-- BEGIN Document section --

(Corrects Reuters Instrument Code (RIC) for Mattel in paragraph 13)
* Nonfarm payrolls increase by 313,000 in February
* Average hourly earnings rise 0.1 percent
* Indexes higher: Dow 1.06 pct, S&P 1.02 pct, Nasdaq 1.07 pct
By Ankur Banerjee and Parikshit Mishra
March 9 (Reuters) - U.S. stocks extended gains on Friday, with the Nasdaq touching a record, after data showed strong job additions in February but muted wage growth that indicated a gradual rise in inflation and helped temper expectations of faster interest rate increases.
Helping sentiment on Friday, a day when the bull market for stocks turned nine, were signs of a potential breakthrough in nuclear tensions in the Korean peninsula and President Donald Trump's softened stance on tariffs.
"You got sort of a Goldilocks report with stronger employment, coupled with modest wage growth, but not enough that forces the Fed to act more rapidly than they otherwise would," said Scott Clemons, chief investment strategist at Brown Brothers Harriman in New York.
Strong jobs data last month fueled speculation that higher wages could lead to faster interest rate increases by the Federal Reserve, rattling global equities market.
However, the slow wage growth in February could temper expectations that the Fed will change its rate forecast to four hikes this year from three.
At 11:02 a.m. ET, Dow Jones industrial average was up 264.51 points, or 1.06 percent, the S&P 500 was up 27.89 points, or 1.02 percent.
The Nasdaq Composite was up 79.29 points, or 1.07 percent. The index touched a record of 7,514.34.

-- END Document section --

- _What you need to do_:
1 - In the stock market report:
(a) By how much did nonfarm payrolls increase in February?
(b) Who is the chief investment strategist at Brown Brothers Harriman?
(c) What record did the Nasdaq Composite touch?
2 - Continue the stock market report on Friday's trading from its last sentence.
The records that follow are separate material and are unrelated to the stock market report.

-- BEGIN Data extract --

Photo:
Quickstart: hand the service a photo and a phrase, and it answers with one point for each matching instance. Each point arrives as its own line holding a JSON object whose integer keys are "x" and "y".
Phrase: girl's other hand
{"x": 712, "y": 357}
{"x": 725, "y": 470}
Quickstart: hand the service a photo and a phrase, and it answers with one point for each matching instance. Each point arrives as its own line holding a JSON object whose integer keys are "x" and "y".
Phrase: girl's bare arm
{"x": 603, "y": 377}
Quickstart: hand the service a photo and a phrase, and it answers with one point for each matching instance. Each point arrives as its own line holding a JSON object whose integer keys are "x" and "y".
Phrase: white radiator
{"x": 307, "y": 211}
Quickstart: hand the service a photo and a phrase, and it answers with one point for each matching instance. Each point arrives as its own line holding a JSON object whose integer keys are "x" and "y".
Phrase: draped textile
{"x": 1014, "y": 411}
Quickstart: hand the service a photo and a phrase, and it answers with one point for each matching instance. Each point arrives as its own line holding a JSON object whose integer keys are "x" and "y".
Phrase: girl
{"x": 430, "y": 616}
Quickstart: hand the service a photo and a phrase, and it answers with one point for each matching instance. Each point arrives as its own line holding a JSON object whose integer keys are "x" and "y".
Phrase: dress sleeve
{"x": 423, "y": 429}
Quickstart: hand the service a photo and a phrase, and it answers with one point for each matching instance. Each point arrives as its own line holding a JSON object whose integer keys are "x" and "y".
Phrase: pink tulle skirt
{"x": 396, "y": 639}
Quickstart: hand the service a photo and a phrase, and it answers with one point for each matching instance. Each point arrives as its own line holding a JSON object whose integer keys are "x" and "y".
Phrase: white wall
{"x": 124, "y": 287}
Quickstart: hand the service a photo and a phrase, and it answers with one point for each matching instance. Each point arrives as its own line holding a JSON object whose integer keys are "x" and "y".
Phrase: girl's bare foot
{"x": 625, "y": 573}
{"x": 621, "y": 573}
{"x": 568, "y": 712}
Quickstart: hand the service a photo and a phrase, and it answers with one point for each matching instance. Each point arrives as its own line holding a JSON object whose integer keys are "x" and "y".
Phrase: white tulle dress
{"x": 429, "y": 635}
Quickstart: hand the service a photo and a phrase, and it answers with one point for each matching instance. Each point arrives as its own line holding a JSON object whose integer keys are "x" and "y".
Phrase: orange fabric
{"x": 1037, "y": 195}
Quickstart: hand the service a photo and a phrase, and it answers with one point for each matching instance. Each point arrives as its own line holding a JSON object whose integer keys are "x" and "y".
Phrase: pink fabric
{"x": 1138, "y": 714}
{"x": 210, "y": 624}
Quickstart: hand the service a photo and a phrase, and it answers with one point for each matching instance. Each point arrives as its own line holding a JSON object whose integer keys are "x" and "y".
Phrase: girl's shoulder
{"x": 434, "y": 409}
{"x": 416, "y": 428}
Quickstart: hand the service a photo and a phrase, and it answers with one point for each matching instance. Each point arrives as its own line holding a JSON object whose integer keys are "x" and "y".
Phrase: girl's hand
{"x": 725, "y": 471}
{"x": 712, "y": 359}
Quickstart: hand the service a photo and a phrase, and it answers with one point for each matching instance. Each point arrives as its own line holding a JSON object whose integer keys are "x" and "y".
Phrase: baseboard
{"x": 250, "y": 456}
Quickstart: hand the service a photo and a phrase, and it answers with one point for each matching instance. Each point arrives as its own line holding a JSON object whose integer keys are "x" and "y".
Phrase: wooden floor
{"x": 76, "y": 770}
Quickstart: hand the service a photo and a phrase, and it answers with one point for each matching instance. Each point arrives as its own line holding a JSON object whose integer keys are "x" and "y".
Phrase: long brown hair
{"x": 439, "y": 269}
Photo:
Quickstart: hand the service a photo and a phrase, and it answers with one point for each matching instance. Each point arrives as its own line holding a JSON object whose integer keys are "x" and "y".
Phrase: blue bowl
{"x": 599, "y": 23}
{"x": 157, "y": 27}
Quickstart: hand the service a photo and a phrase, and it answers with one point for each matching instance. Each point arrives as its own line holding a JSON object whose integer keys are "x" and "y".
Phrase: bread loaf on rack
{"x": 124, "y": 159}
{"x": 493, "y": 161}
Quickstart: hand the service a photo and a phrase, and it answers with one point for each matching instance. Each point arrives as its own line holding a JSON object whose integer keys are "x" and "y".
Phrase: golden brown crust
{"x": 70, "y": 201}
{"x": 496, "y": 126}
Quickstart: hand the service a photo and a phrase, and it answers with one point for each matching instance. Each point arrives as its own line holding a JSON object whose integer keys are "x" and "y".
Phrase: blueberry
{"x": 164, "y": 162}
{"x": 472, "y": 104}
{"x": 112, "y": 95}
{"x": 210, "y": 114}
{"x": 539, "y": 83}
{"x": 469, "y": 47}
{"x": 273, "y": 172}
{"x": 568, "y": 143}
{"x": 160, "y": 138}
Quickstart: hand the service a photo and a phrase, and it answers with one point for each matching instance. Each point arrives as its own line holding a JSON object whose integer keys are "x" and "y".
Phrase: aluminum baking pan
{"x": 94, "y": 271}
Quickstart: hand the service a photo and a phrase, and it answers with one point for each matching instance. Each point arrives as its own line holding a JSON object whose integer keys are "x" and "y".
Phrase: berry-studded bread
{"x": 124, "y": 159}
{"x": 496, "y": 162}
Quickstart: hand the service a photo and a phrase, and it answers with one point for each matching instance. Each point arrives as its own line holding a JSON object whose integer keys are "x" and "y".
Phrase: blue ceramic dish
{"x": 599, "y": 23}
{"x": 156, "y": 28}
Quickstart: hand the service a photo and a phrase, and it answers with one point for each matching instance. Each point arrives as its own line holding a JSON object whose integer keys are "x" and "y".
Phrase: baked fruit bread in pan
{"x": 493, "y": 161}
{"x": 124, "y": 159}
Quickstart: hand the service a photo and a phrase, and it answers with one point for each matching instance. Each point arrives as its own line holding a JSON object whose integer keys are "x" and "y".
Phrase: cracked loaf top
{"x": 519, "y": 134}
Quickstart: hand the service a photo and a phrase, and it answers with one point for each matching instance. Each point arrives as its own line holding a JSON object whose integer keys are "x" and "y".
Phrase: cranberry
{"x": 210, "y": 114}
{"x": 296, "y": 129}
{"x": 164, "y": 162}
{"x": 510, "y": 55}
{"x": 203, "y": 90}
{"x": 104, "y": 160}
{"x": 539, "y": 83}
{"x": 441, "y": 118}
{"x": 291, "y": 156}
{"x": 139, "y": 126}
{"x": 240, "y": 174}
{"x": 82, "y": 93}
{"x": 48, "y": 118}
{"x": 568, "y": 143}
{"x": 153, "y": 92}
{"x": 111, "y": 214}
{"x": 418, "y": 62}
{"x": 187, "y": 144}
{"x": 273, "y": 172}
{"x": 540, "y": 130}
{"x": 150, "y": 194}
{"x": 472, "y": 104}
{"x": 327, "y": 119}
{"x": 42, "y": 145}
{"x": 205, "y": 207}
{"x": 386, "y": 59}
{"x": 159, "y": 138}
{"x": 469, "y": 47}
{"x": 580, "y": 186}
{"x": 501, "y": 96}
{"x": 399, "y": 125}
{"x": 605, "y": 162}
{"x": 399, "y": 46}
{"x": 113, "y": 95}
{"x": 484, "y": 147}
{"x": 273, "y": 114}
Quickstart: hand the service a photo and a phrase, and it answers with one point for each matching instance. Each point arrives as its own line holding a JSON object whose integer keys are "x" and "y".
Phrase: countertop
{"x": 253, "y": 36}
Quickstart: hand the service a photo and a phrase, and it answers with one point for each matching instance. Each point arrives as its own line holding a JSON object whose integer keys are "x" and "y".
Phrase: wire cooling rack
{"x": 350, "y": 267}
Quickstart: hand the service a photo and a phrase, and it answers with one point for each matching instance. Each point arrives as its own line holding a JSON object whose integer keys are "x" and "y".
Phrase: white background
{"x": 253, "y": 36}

-- END Data extract --

- _Outputs for the tasks_:
1 -
(a) 313,000
(b) Scott Clemons
(c) 7,514.34

2 -
The stock markets' bull run appears poised to set the record as the longest in history, buoyed by global economic growth and stronger company earnings.
Nonfarm payrolls jumped by 313,000 jobs last month, the Labor Department said, its biggest increase in more than 1-1/2 years.
Average hourly earnings edged up 0.1 percent, a slowdown from the 0.3 percent rise in January. That lowered the year-on-year increase in average hourly earnings to 2.6 percent from 2.8 percent in January.
Worries that the hefty tariffs on steel and aluminum could ignite a global trade war had roiled markets since last Thursday, with the exit of chief economic adviser Gary Cohn intensifying the concerns.
Among bigger movers, discount retailer Big Lots slid 9 percent after posting a surprise drop in same-store sales and forecasting a weak profit for the current quarter and the full year.
Shares of toymakers Hasbro and Mattel were lower after sources told Reuters that retailer Toys 'R' Us is preparing for a potential liquidation.
Tesla fell 1.2 percent, following the exit of its chief accounting officer and a Morgan Stanley note on rising competition.
Advancing issues outnumbered decliners on the NYSE by 1,923 to 850. On the Nasdaq, 1,904 issues rose and 864 fell. (Reporting by Ankur Banerjee and Parikshit Mishra in Bengaluru; Editing by Sriraj Kalluvila)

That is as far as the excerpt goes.